The problem
Express the entries below as a JSON array of strings, one string per line, starting at the first line and ending at the line containing "point(241, 157)", both included. Omit blank lines and pictures.

** begin Source data **

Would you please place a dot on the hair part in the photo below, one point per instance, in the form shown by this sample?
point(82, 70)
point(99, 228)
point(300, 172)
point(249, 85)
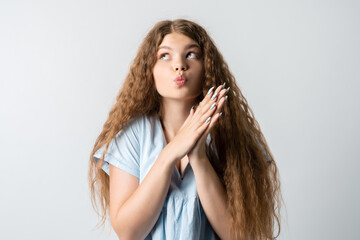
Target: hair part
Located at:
point(241, 157)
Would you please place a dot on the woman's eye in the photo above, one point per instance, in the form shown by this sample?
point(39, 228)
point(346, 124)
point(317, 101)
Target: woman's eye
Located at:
point(192, 54)
point(164, 56)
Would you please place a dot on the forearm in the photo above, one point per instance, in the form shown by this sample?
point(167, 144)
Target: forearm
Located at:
point(212, 196)
point(138, 215)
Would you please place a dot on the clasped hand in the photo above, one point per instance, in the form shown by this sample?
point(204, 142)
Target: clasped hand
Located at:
point(191, 137)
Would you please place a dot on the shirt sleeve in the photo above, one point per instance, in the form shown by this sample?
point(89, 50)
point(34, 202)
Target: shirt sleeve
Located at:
point(123, 151)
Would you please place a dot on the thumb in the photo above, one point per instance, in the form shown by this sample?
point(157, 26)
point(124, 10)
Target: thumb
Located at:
point(192, 110)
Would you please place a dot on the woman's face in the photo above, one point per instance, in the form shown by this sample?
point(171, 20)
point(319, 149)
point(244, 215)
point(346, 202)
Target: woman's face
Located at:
point(178, 55)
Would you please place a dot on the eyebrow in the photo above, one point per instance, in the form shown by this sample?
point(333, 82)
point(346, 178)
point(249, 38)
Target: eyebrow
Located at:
point(186, 47)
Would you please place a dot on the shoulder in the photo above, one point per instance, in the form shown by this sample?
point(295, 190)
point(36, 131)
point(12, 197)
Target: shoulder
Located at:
point(138, 124)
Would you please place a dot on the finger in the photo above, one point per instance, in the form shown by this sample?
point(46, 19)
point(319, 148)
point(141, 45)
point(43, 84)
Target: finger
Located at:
point(212, 122)
point(192, 110)
point(207, 102)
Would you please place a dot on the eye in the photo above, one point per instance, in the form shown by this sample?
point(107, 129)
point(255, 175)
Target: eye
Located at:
point(162, 56)
point(192, 54)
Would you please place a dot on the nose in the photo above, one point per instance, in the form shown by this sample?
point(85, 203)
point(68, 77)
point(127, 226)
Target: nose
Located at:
point(180, 65)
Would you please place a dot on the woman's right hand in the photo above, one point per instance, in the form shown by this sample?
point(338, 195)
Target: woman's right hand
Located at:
point(194, 126)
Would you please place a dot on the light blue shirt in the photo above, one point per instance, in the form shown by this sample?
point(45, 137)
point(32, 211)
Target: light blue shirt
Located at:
point(135, 149)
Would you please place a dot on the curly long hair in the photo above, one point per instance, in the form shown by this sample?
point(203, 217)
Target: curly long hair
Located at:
point(246, 166)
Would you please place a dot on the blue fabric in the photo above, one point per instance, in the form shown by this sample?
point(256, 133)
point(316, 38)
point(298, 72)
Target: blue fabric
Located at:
point(135, 149)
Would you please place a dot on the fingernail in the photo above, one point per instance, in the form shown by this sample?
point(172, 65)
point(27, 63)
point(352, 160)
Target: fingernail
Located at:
point(214, 96)
point(227, 90)
point(210, 90)
point(208, 120)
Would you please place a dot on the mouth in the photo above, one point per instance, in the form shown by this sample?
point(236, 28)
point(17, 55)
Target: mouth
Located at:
point(180, 80)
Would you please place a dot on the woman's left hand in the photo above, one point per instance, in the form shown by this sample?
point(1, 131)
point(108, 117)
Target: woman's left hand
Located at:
point(199, 151)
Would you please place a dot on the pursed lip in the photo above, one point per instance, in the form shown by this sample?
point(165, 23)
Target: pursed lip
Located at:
point(180, 78)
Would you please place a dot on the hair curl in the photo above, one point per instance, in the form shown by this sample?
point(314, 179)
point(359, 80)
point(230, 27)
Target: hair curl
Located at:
point(246, 166)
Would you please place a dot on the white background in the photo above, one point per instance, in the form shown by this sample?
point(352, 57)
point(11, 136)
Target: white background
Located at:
point(63, 62)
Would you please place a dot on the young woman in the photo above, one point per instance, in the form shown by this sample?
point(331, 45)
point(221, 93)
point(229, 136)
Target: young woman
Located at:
point(181, 155)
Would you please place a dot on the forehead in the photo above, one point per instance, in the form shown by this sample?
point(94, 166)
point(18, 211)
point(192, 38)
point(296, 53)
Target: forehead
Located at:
point(177, 40)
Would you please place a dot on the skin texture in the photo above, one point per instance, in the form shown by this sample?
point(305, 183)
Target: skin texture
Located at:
point(180, 55)
point(136, 208)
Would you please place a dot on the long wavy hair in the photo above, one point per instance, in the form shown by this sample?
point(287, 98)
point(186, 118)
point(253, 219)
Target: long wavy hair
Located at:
point(238, 150)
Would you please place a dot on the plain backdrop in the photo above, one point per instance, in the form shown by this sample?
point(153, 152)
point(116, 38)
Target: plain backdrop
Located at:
point(62, 64)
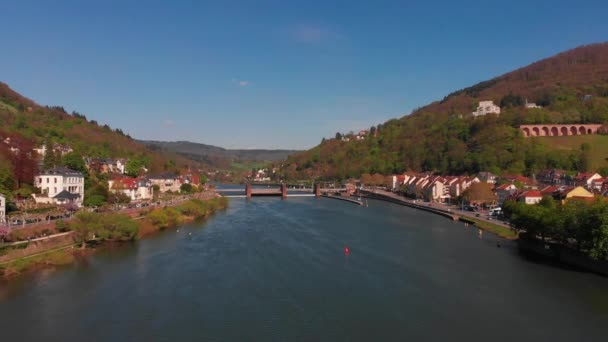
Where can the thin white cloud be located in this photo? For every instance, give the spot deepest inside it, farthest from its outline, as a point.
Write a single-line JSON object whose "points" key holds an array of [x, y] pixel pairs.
{"points": [[313, 34], [240, 83]]}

** end Source data **

Answer
[
  "Would you please place a dot on the hair part in the photo below, one point per instance, in the form shown by this sample?",
  "point(82, 70)",
  "point(99, 228)",
  "point(300, 172)",
  "point(249, 85)",
  "Target: hair part",
  "Located at:",
  "point(241, 157)"
]